## Page text:

□ □ □ □

Public Interest Transportation Forum - http://www.bettertransport.info/pitf

Regional Transportation Commission recommendations to reorganize planning were (again) not implemented by the State Legislature in 2008.

December 26, 2007: Some of the RTC members with others released a one-page summary of proposed "accountability legislation" suggested for consideration by the 2008 Legislature

With the failure of the Proposition 1 Roads & Transit tax package on November 6, 2007, the issue of regional transportation governance reform once again came under discussion.  The failed Prop 1 was  the result of years of effort under the present governance process.  Several Washington State legislators, including Rep. Deb Eddy and Rep. Fred Jarrett, were reported at the beginning of 2008 to be working on a bill to implement a version of the structural reforms recommended in early 2007 by the ten-member Western Washington Regional Transportation Commission (RTC). 

Rep. Eddy reported in Crosscut (in comments) that the work of herself and Rep. Jarrett "centers on re-negotiating the existing contract that creates and empowers the Puget Sound Regional Council. If we intend to strengthen the land use-transportation linkage, to motivate sufficient density to abate the high cost of housing and to ensure environmentally-friendly mobility in this region....that won’t happen by doing the same things that we’ve been doing for the last 20 years."  No action resulted by the end of the 2008 session.

A bill was also introduced by Senator Mary Margaret Haugen (Bill 6772), but the bill got no further than a hearing in the Senate Transportation Committee she chairs.  This bill intended to expand the mission of Sound Transit to include regional roads planning under a new board of directors, some appointed, some directly elected. This bill received at best a lukewarm reception, and died before the end of session.

The RTC had found "inadequate results" from present Puget Sound transportation planning. However, in November 2008, voters in the region doubled Sound Transit's tax rates for phase 2 of light rail. Sound Transit maintained all along that its efforts are quite adequate. Note this letter to the RTC from the Sound Transit CEO in December 2006.

Earlier, a board of civic volunteers appointed by the Governor and Legislator, the Regional Transportation Commission (RTC), had worked long hours in the second half of 2006 to examine Sound Transit, Puget Sound Regional Council, Washington State DOT, public transit agencies such as King County Metro, and municipal agencies such as Seattle and Tacoma transportation departments with an eye toward recommending how to improve transportation planning in Snohomish, King, Pierce, and Kitsap Counties.

After six months of study, including taking public testimony from leaders of existing transportation agencies throughout the region, the RTC issued recommendations to reorganize Puget Sound Regional Council (PSRC), Sound Transit (ST), and Regional Transportation Investment District (RTID) into one consolidated planning organization. Implementation of recommendations were dependent upon new law passed by the State Legislature. The one-page document referenced above is an outline of what some members and boosters of the RTC suggest the new legislation should do.  The summary tracks closely with the full report of the RTC referenced below.

□ □ □ □

## Exercise task:
Reproduce word for word the stretch of the Puget Sound transportation governance text above from "With the failure" through "Transportation Commission (RTC).".

## Data extract:
□ □ □ □

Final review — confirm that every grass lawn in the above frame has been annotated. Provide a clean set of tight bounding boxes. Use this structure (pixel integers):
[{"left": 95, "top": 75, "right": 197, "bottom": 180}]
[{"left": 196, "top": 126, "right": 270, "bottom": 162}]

□ □ □ □

## Result of this exercise:
With the failure of the Proposition 1 Roads & Transit tax package on November 6, 2007, the issue of regional transportation governance reform once again came under discussion.  The failed Prop 1 was  the result of years of effort under the present governance process.  Several Washington State legislators, including Rep. Deb Eddy and Rep. Fred Jarrett, were reported at the beginning of 2008 to be working on a bill to implement a version of the structural reforms recommended in early 2007 by the ten-member Western Washington Regional Transportation Commission (RTC).